ASSIGNMENT: Write out the listing below from the line containing "for every instance of the tree" to its last line, unaltered, ends included.
--- --- ---
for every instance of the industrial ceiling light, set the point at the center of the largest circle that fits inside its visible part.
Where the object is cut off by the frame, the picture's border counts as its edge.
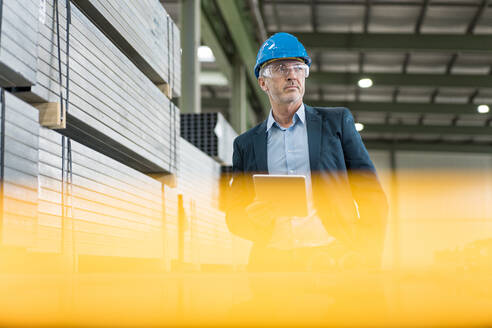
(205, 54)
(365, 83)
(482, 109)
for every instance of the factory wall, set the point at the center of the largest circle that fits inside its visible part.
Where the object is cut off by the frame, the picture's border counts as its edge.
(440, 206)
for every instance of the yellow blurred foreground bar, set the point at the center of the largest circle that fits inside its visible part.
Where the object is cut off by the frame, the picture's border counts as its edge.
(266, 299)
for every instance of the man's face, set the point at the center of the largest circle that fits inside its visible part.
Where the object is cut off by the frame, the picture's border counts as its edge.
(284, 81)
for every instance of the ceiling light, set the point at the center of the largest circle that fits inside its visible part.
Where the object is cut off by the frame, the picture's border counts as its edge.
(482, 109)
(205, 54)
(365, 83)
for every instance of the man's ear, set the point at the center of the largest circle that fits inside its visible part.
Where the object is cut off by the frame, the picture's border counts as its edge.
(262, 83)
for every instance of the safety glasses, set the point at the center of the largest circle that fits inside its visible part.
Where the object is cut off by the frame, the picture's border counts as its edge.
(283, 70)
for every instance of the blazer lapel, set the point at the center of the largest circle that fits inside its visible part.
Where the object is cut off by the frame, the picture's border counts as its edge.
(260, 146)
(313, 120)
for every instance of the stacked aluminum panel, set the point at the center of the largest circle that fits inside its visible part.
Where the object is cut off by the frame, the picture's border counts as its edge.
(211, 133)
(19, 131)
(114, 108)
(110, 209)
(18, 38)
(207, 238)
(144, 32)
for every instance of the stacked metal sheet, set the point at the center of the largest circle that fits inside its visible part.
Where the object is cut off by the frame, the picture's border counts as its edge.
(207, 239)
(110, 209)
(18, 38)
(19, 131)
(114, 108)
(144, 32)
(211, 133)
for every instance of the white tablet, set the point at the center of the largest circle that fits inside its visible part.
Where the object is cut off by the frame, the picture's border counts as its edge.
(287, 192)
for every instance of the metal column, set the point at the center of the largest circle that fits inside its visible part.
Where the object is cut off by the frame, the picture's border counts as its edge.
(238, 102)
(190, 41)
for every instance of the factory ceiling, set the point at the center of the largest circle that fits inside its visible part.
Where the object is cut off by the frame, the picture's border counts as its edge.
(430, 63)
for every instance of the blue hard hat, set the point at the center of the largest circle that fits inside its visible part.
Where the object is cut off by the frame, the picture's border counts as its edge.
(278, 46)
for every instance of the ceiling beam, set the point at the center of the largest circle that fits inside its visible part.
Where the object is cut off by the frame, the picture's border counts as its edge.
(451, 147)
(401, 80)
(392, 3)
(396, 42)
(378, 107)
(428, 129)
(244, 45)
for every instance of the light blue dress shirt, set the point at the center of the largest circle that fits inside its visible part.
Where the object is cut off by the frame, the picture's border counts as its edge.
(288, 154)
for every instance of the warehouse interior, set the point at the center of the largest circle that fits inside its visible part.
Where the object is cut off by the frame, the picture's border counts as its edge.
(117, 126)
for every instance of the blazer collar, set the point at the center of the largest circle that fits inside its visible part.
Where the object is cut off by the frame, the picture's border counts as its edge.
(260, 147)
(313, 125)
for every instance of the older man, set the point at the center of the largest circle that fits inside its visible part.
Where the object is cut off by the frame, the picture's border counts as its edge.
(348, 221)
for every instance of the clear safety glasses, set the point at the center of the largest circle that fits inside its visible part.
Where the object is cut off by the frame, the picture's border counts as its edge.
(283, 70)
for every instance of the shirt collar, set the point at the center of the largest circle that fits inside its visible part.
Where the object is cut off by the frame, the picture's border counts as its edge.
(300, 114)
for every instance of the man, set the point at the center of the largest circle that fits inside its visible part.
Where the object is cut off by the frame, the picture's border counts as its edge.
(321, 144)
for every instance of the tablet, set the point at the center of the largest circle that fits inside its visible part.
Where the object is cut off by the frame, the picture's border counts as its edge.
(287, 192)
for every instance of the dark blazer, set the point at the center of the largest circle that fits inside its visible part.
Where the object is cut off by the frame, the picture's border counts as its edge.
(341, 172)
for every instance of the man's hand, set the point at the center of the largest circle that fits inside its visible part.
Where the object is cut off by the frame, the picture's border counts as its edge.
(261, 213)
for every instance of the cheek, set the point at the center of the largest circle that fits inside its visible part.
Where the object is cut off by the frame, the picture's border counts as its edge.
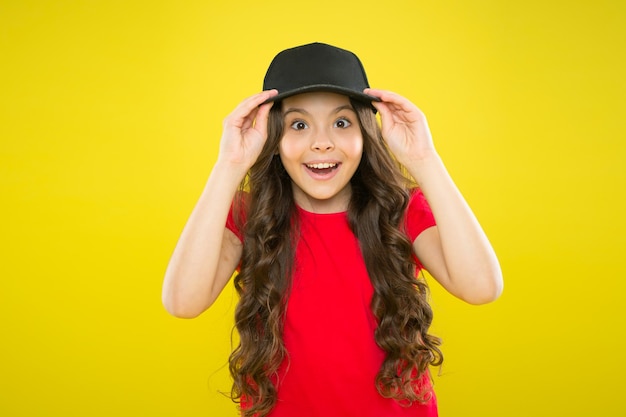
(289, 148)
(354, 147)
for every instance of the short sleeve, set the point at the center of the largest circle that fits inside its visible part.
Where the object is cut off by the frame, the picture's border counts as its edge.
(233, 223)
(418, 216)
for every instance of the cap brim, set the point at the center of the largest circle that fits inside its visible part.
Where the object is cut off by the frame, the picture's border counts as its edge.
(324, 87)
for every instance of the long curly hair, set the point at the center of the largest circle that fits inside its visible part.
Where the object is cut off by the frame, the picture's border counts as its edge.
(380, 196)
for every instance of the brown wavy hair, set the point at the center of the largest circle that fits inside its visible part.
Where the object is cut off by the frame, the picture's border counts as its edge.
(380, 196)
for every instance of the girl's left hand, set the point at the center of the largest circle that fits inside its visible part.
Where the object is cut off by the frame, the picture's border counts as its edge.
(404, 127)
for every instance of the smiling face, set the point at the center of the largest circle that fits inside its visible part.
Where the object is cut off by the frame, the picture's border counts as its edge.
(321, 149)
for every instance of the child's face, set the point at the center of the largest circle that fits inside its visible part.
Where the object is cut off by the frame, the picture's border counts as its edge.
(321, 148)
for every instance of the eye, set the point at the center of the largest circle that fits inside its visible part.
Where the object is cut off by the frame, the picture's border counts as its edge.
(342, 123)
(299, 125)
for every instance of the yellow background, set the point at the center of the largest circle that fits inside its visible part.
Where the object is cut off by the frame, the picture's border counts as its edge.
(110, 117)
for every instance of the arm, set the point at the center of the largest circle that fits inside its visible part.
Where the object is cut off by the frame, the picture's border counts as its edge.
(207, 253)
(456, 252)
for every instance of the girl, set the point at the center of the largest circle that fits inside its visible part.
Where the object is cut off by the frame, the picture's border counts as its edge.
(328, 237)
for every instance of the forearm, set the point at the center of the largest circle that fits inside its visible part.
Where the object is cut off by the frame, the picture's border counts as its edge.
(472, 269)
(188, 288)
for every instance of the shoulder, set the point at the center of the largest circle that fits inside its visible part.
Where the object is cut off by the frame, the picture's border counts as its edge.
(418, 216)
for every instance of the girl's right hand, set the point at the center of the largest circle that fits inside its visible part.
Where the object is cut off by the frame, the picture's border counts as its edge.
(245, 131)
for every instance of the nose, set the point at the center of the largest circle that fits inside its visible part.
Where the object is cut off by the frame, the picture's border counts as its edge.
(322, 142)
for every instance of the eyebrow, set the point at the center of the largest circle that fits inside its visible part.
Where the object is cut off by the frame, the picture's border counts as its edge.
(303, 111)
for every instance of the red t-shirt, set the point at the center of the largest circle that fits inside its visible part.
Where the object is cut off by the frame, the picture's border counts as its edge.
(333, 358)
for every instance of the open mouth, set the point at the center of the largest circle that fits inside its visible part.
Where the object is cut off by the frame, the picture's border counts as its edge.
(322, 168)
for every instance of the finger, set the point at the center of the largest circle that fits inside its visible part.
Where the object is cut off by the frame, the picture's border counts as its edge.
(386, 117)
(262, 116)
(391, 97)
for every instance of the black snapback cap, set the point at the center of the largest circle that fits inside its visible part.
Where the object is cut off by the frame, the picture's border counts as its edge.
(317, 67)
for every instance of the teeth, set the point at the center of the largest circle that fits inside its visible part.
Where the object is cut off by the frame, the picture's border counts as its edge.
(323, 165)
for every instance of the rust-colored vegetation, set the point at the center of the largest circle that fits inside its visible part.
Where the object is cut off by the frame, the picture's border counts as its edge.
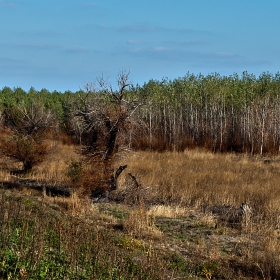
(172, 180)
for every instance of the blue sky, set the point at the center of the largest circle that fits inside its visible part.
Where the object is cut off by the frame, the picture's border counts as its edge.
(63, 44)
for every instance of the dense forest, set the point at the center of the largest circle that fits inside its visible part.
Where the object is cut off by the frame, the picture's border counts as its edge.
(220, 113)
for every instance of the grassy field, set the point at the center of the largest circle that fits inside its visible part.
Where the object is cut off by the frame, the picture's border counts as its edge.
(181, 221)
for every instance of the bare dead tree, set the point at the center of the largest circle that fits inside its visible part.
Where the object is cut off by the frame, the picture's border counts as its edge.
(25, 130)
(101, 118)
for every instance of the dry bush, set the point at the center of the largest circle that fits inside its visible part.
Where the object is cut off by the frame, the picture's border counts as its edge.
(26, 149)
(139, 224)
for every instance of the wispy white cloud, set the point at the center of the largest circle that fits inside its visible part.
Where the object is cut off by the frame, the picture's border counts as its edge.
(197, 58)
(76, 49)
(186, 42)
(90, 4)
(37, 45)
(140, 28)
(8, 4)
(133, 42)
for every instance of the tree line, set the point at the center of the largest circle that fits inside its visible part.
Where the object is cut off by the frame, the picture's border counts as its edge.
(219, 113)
--- --- ---
EXPECTED ANSWER:
for every instance of the tree line, set the point at the center of the largest circle that fits inside its visible part.
Where the object is cut off by the frame, the picture's border counts as its edge.
(219, 113)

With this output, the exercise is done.